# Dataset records
+ + + + +

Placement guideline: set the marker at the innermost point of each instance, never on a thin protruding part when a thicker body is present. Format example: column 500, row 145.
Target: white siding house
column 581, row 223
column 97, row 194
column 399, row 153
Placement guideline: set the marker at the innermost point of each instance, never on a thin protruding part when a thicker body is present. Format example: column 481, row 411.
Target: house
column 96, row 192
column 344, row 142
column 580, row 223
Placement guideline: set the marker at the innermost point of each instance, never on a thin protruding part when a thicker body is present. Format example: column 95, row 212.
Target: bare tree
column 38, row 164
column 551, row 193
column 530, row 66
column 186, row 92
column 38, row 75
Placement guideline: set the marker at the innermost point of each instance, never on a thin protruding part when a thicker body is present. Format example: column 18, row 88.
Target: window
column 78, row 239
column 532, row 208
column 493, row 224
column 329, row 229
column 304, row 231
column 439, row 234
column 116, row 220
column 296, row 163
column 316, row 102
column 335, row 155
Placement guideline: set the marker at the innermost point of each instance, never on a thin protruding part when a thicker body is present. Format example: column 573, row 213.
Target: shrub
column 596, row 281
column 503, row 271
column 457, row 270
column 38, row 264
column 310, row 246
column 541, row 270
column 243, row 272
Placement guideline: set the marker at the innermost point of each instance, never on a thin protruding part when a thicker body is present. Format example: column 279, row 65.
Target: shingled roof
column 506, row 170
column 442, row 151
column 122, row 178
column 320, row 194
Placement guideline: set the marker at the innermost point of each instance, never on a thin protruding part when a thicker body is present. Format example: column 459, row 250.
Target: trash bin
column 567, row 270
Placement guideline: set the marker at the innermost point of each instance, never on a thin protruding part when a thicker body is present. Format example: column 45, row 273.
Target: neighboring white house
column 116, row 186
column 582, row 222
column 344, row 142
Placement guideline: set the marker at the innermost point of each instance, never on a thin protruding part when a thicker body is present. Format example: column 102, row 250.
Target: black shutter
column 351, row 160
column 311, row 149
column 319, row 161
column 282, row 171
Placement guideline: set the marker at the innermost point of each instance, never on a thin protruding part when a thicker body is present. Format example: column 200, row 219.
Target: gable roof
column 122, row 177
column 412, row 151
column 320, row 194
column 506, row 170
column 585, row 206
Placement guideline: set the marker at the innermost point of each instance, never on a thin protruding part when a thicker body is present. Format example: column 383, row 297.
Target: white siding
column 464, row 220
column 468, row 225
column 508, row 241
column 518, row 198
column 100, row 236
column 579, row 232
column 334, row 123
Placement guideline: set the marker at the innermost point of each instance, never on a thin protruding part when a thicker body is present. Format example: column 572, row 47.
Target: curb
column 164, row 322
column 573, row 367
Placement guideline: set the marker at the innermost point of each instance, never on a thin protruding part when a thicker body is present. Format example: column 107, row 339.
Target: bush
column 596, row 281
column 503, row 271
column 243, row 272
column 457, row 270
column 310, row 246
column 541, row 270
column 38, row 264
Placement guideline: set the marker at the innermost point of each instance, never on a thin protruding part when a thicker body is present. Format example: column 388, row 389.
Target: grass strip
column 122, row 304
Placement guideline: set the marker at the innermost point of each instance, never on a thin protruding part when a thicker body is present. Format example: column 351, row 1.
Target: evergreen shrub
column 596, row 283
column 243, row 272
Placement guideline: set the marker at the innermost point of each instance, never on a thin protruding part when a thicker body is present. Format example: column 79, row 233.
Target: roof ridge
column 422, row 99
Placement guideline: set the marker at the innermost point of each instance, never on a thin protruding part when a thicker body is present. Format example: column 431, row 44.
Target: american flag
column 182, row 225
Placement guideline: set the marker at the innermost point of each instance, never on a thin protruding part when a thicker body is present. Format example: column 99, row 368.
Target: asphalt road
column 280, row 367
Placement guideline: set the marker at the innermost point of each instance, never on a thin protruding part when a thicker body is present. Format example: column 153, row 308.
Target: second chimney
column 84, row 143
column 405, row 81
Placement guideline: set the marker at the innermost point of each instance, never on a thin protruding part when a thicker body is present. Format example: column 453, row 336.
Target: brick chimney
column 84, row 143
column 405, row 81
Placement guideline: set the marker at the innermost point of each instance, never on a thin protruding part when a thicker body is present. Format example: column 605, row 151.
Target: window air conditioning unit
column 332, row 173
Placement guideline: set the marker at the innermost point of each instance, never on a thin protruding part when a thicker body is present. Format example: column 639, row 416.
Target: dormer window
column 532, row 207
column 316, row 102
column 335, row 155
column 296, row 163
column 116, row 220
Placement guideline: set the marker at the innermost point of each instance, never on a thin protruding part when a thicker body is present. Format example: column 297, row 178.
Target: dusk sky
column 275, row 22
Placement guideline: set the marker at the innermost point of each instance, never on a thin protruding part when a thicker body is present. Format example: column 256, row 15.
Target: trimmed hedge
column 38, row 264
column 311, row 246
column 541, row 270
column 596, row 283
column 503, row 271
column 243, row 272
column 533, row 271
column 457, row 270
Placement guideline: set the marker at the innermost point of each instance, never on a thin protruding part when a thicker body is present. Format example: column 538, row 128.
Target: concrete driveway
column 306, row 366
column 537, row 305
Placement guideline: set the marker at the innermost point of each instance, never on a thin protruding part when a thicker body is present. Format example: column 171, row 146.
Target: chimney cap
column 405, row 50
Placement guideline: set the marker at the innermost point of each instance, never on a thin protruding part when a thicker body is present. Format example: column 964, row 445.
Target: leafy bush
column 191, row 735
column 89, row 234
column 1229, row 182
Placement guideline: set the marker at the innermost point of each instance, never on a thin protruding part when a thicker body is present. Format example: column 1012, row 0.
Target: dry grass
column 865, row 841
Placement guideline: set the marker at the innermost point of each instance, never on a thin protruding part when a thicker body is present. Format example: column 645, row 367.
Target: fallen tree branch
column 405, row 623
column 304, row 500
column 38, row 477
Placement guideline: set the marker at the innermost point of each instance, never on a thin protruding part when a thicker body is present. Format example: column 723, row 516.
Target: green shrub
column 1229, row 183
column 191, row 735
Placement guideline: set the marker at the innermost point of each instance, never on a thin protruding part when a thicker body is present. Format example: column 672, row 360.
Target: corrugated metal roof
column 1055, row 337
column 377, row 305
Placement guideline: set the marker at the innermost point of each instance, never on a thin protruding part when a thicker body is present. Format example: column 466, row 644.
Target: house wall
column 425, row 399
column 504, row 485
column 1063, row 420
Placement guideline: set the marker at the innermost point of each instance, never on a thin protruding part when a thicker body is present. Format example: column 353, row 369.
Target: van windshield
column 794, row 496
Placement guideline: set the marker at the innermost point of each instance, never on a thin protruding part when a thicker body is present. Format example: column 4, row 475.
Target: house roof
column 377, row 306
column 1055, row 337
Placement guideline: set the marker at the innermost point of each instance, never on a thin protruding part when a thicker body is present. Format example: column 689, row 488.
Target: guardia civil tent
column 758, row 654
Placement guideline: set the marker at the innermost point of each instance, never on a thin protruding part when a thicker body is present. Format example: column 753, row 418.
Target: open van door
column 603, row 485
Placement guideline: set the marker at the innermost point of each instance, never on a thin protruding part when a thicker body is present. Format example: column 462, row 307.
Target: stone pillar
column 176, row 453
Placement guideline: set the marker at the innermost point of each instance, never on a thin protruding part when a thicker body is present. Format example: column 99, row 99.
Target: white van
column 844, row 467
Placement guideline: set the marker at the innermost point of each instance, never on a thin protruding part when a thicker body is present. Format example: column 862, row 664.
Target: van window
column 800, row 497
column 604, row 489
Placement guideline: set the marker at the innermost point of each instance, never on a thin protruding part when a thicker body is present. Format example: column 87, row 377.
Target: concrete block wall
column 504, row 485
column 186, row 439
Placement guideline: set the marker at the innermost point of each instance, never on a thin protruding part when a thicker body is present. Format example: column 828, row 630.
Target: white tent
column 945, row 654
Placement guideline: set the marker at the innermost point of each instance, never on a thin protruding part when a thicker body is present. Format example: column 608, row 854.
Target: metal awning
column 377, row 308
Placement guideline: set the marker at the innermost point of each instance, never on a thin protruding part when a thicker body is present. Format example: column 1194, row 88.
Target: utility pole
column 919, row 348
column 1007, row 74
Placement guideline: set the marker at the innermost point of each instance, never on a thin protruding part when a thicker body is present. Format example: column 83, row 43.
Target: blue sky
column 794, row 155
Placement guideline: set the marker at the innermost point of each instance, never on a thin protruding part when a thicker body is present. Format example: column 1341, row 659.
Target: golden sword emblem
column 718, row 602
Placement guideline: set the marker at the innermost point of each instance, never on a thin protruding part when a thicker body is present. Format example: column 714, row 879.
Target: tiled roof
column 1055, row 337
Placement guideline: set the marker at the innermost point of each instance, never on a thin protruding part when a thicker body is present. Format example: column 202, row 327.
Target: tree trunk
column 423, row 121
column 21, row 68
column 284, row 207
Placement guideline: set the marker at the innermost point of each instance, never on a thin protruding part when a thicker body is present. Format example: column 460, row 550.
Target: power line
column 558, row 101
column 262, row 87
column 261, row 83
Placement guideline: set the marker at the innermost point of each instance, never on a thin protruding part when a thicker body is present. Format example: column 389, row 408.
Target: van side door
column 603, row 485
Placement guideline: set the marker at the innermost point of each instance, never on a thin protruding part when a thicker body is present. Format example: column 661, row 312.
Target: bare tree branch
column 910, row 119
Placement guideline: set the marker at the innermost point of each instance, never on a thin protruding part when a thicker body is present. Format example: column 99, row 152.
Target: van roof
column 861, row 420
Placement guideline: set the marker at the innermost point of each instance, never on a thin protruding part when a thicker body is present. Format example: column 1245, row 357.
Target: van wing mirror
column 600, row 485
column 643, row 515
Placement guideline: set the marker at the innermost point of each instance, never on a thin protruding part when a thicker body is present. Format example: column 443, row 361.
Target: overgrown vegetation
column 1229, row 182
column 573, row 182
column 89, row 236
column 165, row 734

+ + + + +

# PROBLEM DETAILS
What you write should match, character for character, the lines from the one with "Target: van side door" to the end of the data, both included.

# SOLUTION TO THIS TASK
Target: van side door
column 603, row 485
Placement guideline: set the marker at the innermost point of each instance, never on a thin protruding part when a thicker body is present. Format example: column 661, row 312.
Target: bare tree branch
column 910, row 119
Placement guideline: set the marker at the innermost point of each instance, never on a thin protruding part when a thicker body is present. Format example: column 99, row 152.
Target: van roof
column 861, row 420
Placement guideline: set the marker at the innermost point of each instance, never on a thin protruding part when a thicker body is present. Format example: column 1245, row 357.
Target: van wing mirror
column 600, row 485
column 643, row 515
Placement guideline: set the marker at the innermost point of each instance, never on a thin protruding part when a thicker body is present. Format example: column 443, row 361.
Target: overgrown vegetation
column 1229, row 182
column 573, row 182
column 89, row 236
column 165, row 734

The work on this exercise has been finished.